**The task:**
Copy every item below word for word, but leave out the pictures.

**Records for the exercise:**
===
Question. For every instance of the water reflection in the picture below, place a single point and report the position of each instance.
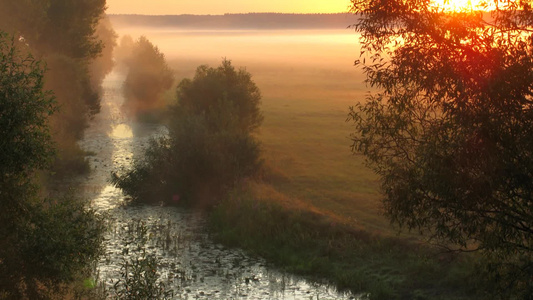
(191, 264)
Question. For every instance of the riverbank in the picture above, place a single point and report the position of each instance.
(304, 240)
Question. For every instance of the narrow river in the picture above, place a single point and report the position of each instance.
(191, 264)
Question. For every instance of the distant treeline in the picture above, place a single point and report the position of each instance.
(239, 21)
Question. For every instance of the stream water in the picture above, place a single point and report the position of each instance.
(191, 264)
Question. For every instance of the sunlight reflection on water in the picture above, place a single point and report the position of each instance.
(191, 263)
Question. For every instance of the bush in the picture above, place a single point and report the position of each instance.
(207, 151)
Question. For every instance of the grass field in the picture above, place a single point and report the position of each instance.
(317, 211)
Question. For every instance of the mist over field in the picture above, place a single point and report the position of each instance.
(384, 153)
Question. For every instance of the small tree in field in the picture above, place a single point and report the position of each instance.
(210, 146)
(148, 77)
(44, 243)
(450, 128)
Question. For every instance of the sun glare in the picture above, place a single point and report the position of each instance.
(468, 5)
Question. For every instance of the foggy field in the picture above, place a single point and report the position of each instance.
(308, 83)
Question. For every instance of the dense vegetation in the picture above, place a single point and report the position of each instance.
(450, 129)
(209, 147)
(48, 239)
(75, 41)
(44, 242)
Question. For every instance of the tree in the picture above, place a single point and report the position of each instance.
(44, 243)
(148, 77)
(450, 126)
(211, 87)
(210, 147)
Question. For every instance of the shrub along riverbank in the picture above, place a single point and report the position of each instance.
(303, 240)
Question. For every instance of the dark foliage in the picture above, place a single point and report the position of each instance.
(43, 242)
(450, 129)
(207, 151)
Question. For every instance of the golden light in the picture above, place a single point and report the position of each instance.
(468, 5)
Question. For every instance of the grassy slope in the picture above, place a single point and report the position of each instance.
(318, 211)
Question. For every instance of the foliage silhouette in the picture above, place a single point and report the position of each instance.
(43, 242)
(209, 148)
(450, 127)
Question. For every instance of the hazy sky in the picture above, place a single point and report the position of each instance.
(171, 7)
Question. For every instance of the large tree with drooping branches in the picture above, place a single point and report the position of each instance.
(449, 125)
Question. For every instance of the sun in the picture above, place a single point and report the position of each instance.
(469, 5)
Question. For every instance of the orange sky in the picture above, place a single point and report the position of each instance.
(171, 7)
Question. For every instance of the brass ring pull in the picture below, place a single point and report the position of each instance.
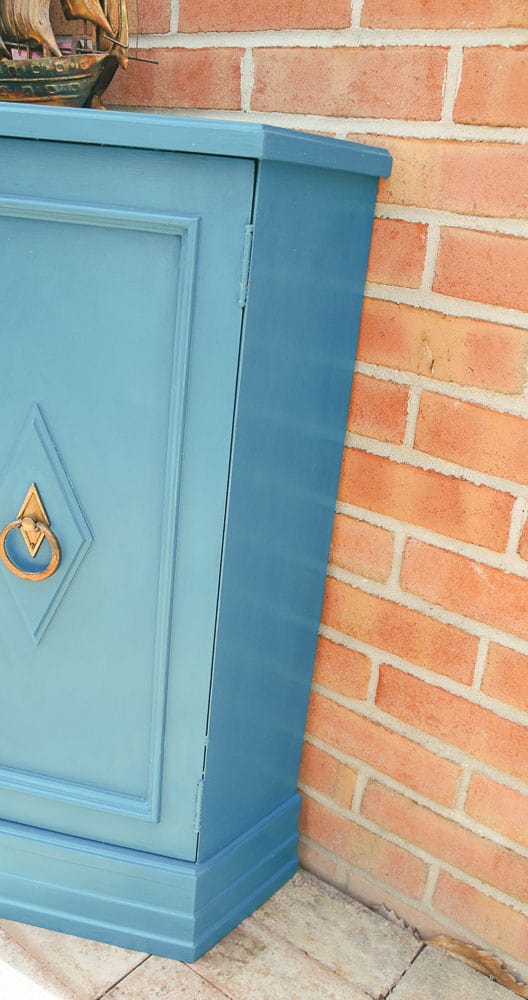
(30, 525)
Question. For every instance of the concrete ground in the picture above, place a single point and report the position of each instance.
(309, 942)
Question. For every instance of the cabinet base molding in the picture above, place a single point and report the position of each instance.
(142, 901)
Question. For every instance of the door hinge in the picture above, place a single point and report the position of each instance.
(198, 806)
(246, 264)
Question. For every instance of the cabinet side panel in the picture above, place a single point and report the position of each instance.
(312, 235)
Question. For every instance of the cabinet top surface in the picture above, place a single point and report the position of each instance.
(186, 135)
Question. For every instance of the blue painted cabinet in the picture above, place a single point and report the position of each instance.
(180, 311)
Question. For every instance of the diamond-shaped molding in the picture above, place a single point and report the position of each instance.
(35, 459)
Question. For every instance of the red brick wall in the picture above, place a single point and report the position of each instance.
(415, 772)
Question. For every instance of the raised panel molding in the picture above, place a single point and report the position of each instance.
(37, 614)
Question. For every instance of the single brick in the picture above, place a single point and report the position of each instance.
(182, 78)
(366, 850)
(238, 15)
(499, 807)
(440, 173)
(378, 409)
(506, 676)
(494, 922)
(492, 89)
(485, 267)
(328, 775)
(447, 841)
(361, 548)
(444, 504)
(397, 253)
(466, 351)
(389, 626)
(470, 588)
(390, 82)
(444, 14)
(458, 722)
(400, 758)
(474, 436)
(341, 670)
(149, 17)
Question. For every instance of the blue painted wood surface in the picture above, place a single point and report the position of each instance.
(154, 691)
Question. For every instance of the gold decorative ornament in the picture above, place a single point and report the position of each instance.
(64, 57)
(34, 526)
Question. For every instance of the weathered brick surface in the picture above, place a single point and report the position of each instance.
(506, 676)
(343, 670)
(386, 751)
(363, 82)
(388, 626)
(523, 541)
(378, 409)
(373, 854)
(444, 14)
(181, 78)
(446, 840)
(449, 348)
(361, 548)
(477, 731)
(150, 17)
(472, 589)
(444, 504)
(473, 436)
(495, 922)
(493, 87)
(397, 253)
(238, 15)
(440, 174)
(485, 267)
(501, 808)
(328, 775)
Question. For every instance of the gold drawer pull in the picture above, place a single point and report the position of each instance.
(34, 530)
(28, 524)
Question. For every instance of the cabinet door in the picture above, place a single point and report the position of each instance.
(119, 342)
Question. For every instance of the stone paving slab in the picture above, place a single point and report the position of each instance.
(60, 964)
(309, 942)
(253, 962)
(355, 942)
(437, 976)
(161, 979)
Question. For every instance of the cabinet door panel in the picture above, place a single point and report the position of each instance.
(119, 348)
===
**Output of the task:**
Question. For every instance of the water reflection in the picture below, place a single point and report the position of each instance.
(191, 264)
Question. For every instance of the riverbank in the picture above, place a single point and report the position of each instance.
(304, 240)
Question. For every instance of the narrow river in the picture above, place a single point and report the position of each instance.
(191, 264)
Question. For every instance of the distant treeline in the picture above, place a single point and report the position of each instance.
(239, 21)
Question. For every instance of the stream water in the picture above, place a single point and report the position of each instance.
(191, 264)
Question. For every instance of the sunlight reflection on water in the picture above, place a single point and report the position of each instance.
(191, 263)
Question. For every instance of the bush in the picture above, place a single point and report the position of each instance.
(207, 151)
Question. For every instance of the grass field in the picture above, place a single point and report the position of each instance.
(317, 211)
Question. For every instance of the mist over field in the picture above, place a single point and report the position of each instance.
(384, 153)
Question. For every instance of the small tree in field in the picture above, place a single point and report the position of each instance.
(210, 146)
(148, 77)
(44, 243)
(450, 128)
Question. For every instance of the sun glare in the picture above, place a single point and report the position of each instance.
(468, 5)
Question. For every instance of the foggy field in the picture above, place a single point and report the position of each instance.
(308, 83)
Question. For every instance of the dense vegetation in the picture above, place a single point and report the position of each instance.
(450, 129)
(209, 147)
(48, 239)
(75, 41)
(44, 242)
Question. For every instance of the tree in the picture above, place a single point and report the position of each instance.
(44, 243)
(148, 77)
(450, 126)
(211, 87)
(210, 147)
Question. For every instance of the shrub along riverbank in the picture above, place a single point and report the position of each instance.
(303, 240)
Question. For every instance of the dark foliage in the picture above, place a single point and report the position of each instance.
(43, 242)
(450, 129)
(207, 151)
Question. For every instance of the golden light in the picture above, place a single point and report the position of each instance.
(468, 5)
Question. For every instance of the grassy slope in the picture above, place a single point and report the position of each instance.
(318, 211)
Question. For every instance of the foliage silhouette in the picture above, place a single point and report the position of each instance.
(43, 242)
(209, 148)
(450, 127)
Question. For every instance of the hazy sky in the picture above, place a single point and report the position of each instance.
(171, 7)
Question. For every instance of the large tree with drooping branches in the picture above, place a single point and report the position of each instance.
(449, 125)
Question. For every instance of the sun in the picture above, place a single point and report the position of each instance.
(469, 5)
Question. For every instance of the orange sky in the picture above, place a single point and report the position of each instance.
(171, 7)
Question. For every instance of the brass ring pull in the picture below, place a single point and report the position of each instance.
(30, 525)
Question. For every instance of the concrete ground in the picture above, place a single point and report the position of each instance.
(309, 942)
Question. For every instance of the cabinet base molding in the picture above, place a single point and report the position of each instance.
(142, 901)
Question. For every instance of the door hinge in the picture above, place a single point and report the position of each instance.
(198, 806)
(246, 264)
Question. For every instance of the cabinet side panel in the picture above, place a single point and report the position of each instance.
(312, 235)
Question. For every instance of the cabinet top surface in the picture above, place a single point and report the position of each instance.
(186, 135)
Question. For every instance of the blue painted cabinet in the picture above, place a single point and report the position of each instance.
(180, 311)
Question. For every instance of the diamond-shaped molding in the picture above, place a single point and report the position of each instance.
(35, 459)
Question. For every instance of the red brick wall in the picture above, place a single point and report the position of each instance.
(415, 772)
Question. For every instance of the raised panel molding in the picture above, place a single point and report the position of each instance.
(37, 614)
Question. For every instance of the single brick in the picture above, place a single point and report the position of each instance.
(182, 78)
(366, 850)
(238, 15)
(499, 807)
(440, 173)
(378, 409)
(506, 676)
(494, 922)
(492, 89)
(485, 267)
(328, 775)
(447, 841)
(361, 548)
(444, 504)
(397, 253)
(466, 351)
(389, 626)
(470, 588)
(390, 82)
(444, 14)
(458, 722)
(400, 758)
(474, 436)
(341, 670)
(149, 17)
Question. For every instance of the blue painted wood surface in the picture above, place a single point and report the position of each instance.
(154, 691)
Question. For every instance of the gold decorative ornament in the picture above, place a single point and report the position of each instance.
(64, 57)
(34, 526)
Question. For every instance of the weathered brick surface in the picture above, place a single point and report the position of each instance.
(506, 676)
(343, 670)
(386, 751)
(363, 82)
(388, 626)
(523, 541)
(378, 409)
(373, 854)
(444, 14)
(181, 78)
(446, 840)
(449, 348)
(361, 548)
(477, 731)
(150, 17)
(472, 589)
(444, 504)
(473, 436)
(495, 922)
(493, 87)
(397, 253)
(238, 15)
(440, 174)
(485, 267)
(501, 808)
(328, 775)
Question. For every instance of the gold drawer pull in the picture above, place a single point and report the position of each instance.
(34, 530)
(28, 524)
Question. For every instance of the cabinet door in the picture above, place a single point and report the position of each instance.
(119, 342)
Question. For every instance of the stone paving slab in the picture above, place a single point and report the position of each instance.
(60, 964)
(309, 942)
(253, 962)
(355, 942)
(437, 976)
(161, 979)
Question. For every instance of the cabinet door panel in the picture above, place a single point and report the position of each instance.
(119, 348)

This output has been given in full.